== TEXT SECTION

Bonsol: Verifiable Compute for Solana

Anagram Build spends the majority of our time researching novel crypto primitives and applying these primitives in specific products. One of our recent research projects took us into the realm of Verifiable Compute (VC); our team leveraged this research to create a new open source system called Bonsol. We chose this area of research given the emergence of effective use-cases that VC enables and the concerted efforts across various L1s to optimize VC's cost-effectiveness and scalability.

In this blog, we have two goals.

First, we want to make sure you come away with a better understanding of VC as a concept and the possible products it enables in the Solana ecosystem.
Second, we want to introduce you to our latest creation, Bonsol.

What is Verifiable Compute, anyway?

The term ‘Verifiable Compute’ may not appear in the investment decks of bull market startups, but the term ‘Zero Knowledge’ does. So, what do these terms mean?

Verifiable Compute (VC) is running a specific workload in a way that it produces an attestation of its workings that can be publicly verified without running the computation again. Zero Knowledge (ZK) is being able to prove a statement about data or a computation without revealing all of the data or the inputs to the computation. The terms are somewhat conflated in the real world, ZK is somewhat of a misnomer. It has more to do with selecting the information that needs to be made public to prove a statement about it. VC is a more accurate term and is the overall goal in many existing distributed system architectures.

How does VC help us build better crypto products?

So, why do we want to add VC or ZK systems, on top of platforms like Solana and Ethereum? It seems the answer is more about security for the developer. The developer of a system acts as a mediator between the end users' trust in a black box and the technical functions that make that trust objectively valid. By utilizing ZK/VC techniques, the developer can reduce the surface area for attack in the products they are building. VC systems shift the locus of trust to the proving system and the compute workload being proven. This is a similar trust inversion that occurs when moving from a typical web2 client/server approach to a web3 blockchain approach. The trust shifts from relying on a company's promises to trusting the open-source code and the cryptographic systems of the network. There are no true zero-trust systems from the user's perspective, and I argue that to end-users, it all seems like a black box.

For example, by using a ZK login system, a developer will have less liability in maintaining a secure database and infrastructure than just a system that verifies some cryptographic properties are achieved. VC techniques are being applied in many places where consensus is needed to ensure that the only thing needed to create consensus is that the mathematics are valid.

While there are many promising examples of using VC and ZK in the wild, many of those currently rely on in-progress development at all levels of the crypto software stack to make it fast and efficient enough to be used in production.

As part of our work here at Anagram we have the opportunity to speak to a multitude of crypto founders / developers to understand where the current state of crypto’s software stack is slowing product innovation. Historically our conversations have helped us identify an interesting trend. Specifically, a cohort of projects is actively moving on-chain product logic off-chain because it's becoming too expensive, or they need to add more exotic business logic. So in the end these developers find themselves trying to find systems and tools to balance the on- and off-chain parts of the products they are developing which are becoming more and more powerful. This is where VC becomes a critical part of the path forward in helping connect the on- and off-chain worlds using trustless and verifiable methods.

====

### [TASK REQUIREMENTS]
a. In the Bonsol post, where do VC systems shift the locus of trust?
b. Print the stretch of the Bonsol post from "Anagram Build spends" through "have two goals.".

== DATA EXTRACT

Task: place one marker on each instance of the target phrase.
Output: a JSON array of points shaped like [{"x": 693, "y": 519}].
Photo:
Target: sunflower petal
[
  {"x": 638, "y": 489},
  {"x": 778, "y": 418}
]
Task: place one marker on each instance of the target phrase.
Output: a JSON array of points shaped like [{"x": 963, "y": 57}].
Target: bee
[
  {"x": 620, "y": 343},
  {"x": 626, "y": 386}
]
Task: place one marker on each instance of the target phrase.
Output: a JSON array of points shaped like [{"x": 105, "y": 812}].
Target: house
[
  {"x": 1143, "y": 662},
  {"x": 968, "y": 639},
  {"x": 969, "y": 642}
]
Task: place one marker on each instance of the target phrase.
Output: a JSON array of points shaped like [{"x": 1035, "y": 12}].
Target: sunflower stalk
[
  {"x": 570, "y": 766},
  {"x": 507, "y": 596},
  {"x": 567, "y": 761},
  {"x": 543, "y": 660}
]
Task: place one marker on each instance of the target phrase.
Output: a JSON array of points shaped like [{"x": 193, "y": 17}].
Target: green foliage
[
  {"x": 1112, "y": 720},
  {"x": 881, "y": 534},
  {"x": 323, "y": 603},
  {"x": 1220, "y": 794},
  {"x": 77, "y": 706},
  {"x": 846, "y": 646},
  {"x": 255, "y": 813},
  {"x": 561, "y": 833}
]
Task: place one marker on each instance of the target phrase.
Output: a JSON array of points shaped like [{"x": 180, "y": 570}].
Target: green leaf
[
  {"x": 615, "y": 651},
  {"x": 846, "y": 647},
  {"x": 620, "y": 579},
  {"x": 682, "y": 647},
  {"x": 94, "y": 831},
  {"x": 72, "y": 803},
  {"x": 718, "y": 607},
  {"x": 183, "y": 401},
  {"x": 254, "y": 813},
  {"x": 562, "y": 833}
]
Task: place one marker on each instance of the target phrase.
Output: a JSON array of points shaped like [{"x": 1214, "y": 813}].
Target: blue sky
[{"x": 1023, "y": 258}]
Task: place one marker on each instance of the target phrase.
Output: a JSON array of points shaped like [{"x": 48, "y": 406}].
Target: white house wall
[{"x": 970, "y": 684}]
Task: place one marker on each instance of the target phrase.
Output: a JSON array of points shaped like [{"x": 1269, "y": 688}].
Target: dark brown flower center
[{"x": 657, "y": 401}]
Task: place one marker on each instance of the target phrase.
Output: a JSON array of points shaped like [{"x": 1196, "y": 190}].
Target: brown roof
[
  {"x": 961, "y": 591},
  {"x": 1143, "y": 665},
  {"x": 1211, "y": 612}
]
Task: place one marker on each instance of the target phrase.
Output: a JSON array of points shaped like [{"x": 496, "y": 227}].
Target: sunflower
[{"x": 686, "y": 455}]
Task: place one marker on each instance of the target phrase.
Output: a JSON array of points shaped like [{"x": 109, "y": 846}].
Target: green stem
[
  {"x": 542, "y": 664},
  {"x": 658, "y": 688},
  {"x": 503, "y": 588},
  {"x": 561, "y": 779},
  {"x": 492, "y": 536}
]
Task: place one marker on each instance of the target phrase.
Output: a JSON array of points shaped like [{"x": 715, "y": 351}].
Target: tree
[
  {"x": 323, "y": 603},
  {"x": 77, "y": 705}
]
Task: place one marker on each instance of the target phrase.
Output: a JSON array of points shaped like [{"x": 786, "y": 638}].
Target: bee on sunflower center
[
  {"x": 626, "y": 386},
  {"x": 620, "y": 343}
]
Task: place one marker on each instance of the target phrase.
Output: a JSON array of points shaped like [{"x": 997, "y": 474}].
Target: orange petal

====

### [COMPLETED EXERCISE]
a. To the proving system and the compute workload being proven.

b.
Anagram Build spends the majority of our time researching novel crypto primitives and applying these primitives in specific products. One of our recent research projects took us into the realm of Verifiable Compute (VC); our team leveraged this research to create a new open source system called Bonsol. We chose this area of research given the emergence of effective use-cases that VC enables and the concerted efforts across various L1s to optimize VC's cost-effectiveness and scalability.

In this blog, we have two goals.